**KUTIPAN TEKS**:
+ + + + +

Tren peningkatan prevalensi penyakit jantung pada anak muda ini tidak hanya terjadi di Indonesia. Berdasarkan laporan Heart Disease and Stroke Statistics 2023 yang dikeluarkan oleh American Heart Association (AHA), terdapat peningkatan kasus penyakit jantung koroner (PJK) pada usia di bawah 40 tahun. Laporan tersebut menyebut sekitar 1 dari 5 serangan jantung kini terjadi pada usia muda (<40 tahun). Faktor utamanya adalah gaya hidup sedentari, obesitas, merokok, konsumsi makanan ultra-proses, stres, dan penggunaan zat adiktif.
Lemak Trans di Tubuh Kita
Hasil Kajian Sumber Lemak Trans pada pangan Olahan dan Siap Saji yang dilakukan oleh Kementerian Kesehatan (Kemenkes) menunjukan bahwa produk pangan di Indonesia mengandung Lemak Trans lebih dari 2 persen. Survei Konsumsi Makanan Individu tahun 2015 juga menyebut 27 persen penduduk Indonesia sudah mengonsumsi lemak total melebihi batas rekomendasi per hari (>67 gram/hari).

Sementara itu, hasil kajian Organisasi Kesehatan Dunia (WHO) dan Seafast Center IPB menunjukan sebelas dari 130 (8,46 persen) sampel memiliki kandungan lemak trans yang tinggi yakni lebih 2 g/100 g lemak total atau di atas rekomendasi ambang WHO.

+ + + + +

**TUGAS**: Tulis ulang semua bagian kutipan tentang lemak trans dari "Lemak Trans di" hingga "rekomendasi ambang WHO.", dengan "persen" diganti menjadi "per seratus".

+ + + + +

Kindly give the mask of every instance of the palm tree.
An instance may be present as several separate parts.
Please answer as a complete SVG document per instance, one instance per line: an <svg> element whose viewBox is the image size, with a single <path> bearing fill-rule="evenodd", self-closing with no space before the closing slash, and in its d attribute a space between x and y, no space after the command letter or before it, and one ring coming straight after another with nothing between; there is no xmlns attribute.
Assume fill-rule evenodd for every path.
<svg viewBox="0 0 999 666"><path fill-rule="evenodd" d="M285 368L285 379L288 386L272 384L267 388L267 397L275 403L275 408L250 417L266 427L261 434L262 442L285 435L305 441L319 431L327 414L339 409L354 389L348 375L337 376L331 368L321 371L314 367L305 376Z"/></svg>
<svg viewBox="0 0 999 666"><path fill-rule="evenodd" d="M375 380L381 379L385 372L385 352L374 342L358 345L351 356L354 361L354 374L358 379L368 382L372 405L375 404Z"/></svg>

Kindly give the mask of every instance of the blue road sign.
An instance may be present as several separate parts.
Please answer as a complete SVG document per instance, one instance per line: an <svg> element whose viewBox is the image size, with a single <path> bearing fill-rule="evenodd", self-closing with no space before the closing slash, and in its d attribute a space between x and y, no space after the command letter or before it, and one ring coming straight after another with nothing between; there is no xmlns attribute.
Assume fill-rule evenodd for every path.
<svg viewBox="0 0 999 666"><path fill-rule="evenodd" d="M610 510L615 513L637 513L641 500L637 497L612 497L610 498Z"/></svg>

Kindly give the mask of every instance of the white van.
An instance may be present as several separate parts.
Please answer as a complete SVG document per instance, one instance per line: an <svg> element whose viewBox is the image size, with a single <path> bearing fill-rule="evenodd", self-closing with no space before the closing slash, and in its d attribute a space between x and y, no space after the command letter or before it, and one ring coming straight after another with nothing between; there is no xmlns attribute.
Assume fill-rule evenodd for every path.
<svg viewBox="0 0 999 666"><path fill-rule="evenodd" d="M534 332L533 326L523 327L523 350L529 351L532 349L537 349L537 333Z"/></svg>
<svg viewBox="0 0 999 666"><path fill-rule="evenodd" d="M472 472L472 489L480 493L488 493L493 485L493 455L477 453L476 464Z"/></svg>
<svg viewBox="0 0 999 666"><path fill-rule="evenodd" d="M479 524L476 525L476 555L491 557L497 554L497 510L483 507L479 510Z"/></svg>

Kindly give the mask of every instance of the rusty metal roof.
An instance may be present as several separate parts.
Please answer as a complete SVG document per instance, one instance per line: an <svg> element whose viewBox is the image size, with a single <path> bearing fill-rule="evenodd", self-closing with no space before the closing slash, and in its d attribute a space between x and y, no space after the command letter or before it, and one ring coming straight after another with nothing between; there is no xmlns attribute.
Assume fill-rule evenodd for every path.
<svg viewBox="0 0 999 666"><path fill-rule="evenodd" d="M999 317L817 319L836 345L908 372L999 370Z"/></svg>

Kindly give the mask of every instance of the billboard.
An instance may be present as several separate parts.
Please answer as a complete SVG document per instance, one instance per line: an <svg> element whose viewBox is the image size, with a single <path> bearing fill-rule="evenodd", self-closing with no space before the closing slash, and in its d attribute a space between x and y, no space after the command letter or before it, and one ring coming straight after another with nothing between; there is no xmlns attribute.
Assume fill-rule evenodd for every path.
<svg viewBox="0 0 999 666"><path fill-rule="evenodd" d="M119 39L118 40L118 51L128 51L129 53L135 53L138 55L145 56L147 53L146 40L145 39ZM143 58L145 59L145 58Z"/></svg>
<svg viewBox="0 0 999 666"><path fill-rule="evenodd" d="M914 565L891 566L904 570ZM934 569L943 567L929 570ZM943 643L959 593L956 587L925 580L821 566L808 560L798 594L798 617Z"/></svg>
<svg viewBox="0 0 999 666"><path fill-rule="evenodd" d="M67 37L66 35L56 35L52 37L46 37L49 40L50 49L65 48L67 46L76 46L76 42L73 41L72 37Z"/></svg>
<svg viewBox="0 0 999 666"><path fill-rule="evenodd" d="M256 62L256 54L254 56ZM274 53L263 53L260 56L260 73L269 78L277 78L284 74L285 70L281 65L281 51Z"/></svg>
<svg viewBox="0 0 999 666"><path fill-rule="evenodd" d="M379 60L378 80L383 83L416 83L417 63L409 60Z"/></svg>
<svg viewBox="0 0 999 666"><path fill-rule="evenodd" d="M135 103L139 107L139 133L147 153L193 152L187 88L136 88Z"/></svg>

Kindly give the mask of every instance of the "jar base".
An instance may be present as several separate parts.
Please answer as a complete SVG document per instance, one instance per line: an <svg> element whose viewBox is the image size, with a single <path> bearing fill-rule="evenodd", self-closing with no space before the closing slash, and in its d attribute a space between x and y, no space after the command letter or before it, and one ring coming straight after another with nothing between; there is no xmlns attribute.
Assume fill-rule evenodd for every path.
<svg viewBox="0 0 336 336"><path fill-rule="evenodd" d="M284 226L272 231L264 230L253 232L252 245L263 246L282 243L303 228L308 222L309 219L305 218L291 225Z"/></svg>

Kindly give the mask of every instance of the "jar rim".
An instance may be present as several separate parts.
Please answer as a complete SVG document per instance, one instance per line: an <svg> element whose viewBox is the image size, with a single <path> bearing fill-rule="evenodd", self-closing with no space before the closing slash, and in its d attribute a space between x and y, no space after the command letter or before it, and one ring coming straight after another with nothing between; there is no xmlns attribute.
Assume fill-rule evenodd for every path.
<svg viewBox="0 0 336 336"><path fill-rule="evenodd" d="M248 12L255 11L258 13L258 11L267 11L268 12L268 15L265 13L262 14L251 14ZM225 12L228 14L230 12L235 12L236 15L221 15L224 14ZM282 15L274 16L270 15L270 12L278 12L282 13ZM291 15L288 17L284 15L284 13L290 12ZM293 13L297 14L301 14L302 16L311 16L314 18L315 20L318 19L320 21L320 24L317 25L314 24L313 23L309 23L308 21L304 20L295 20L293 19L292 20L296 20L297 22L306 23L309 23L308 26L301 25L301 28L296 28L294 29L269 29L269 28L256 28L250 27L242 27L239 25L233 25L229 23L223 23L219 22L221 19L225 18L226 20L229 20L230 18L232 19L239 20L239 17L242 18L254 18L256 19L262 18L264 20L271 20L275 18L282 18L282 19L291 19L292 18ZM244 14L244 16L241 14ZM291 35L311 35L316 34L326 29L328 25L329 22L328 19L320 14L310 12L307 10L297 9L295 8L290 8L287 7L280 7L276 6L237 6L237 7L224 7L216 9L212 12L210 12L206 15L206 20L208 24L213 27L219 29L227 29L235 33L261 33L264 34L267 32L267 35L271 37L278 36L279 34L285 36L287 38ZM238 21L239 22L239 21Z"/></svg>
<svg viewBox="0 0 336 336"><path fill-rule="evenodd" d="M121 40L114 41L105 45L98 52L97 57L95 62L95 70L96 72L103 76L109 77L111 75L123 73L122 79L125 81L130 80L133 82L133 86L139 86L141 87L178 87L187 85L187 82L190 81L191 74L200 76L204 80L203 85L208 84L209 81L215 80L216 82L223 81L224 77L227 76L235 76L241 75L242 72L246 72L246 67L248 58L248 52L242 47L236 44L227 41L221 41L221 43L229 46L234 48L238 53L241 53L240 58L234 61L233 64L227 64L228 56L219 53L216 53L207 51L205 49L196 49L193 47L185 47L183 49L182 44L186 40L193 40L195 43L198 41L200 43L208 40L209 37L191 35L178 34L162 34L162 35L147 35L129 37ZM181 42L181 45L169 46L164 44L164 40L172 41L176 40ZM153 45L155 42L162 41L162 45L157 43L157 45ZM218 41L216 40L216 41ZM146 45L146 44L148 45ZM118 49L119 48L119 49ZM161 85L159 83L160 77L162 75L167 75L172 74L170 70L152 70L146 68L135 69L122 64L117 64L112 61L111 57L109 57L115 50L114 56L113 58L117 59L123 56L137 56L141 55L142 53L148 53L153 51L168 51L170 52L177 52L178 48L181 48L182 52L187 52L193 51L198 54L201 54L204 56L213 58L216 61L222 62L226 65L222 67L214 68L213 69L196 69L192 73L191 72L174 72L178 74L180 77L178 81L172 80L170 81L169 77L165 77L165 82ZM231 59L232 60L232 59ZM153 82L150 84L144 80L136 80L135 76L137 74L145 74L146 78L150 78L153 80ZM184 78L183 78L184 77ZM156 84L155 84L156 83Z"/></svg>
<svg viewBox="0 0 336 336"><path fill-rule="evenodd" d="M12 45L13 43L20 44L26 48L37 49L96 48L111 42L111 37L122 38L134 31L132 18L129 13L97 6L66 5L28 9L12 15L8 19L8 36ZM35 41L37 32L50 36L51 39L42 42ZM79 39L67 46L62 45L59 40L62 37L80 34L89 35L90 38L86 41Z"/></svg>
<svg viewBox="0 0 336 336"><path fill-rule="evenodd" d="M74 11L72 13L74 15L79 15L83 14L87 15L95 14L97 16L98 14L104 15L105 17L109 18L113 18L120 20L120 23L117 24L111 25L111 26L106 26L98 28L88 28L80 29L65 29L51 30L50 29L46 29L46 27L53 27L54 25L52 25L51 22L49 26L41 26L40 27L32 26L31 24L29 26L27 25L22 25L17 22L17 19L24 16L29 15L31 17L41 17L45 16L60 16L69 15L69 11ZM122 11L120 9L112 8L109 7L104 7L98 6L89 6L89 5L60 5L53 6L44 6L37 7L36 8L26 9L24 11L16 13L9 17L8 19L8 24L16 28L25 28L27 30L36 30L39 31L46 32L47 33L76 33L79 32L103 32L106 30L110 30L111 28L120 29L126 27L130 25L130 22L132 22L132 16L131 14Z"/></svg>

+ + + + +

**JAWABAN**:
Lemak Trans di Tubuh Kita
Hasil Kajian Sumber Lemak Trans pada pangan Olahan dan Siap Saji yang dilakukan oleh Kementerian Kesehatan (Kemenkes) menunjukan bahwa produk pangan di Indonesia mengandung Lemak Trans lebih dari 2 per seratus. Survei Konsumsi Makanan Individu tahun 2015 juga menyebut 27 per seratus penduduk Indonesia sudah mengonsumsi lemak total melebihi batas rekomendasi per hari (>67 gram/hari).

Sementara itu, hasil kajian Organisasi Kesehatan Dunia (WHO) dan Seafast Center IPB menunjukan sebelas dari 130 (8,46 per seratus) sampel memiliki kandungan lemak trans yang tinggi yakni lebih 2 g/100 g lemak total atau di atas rekomendasi ambang WHO.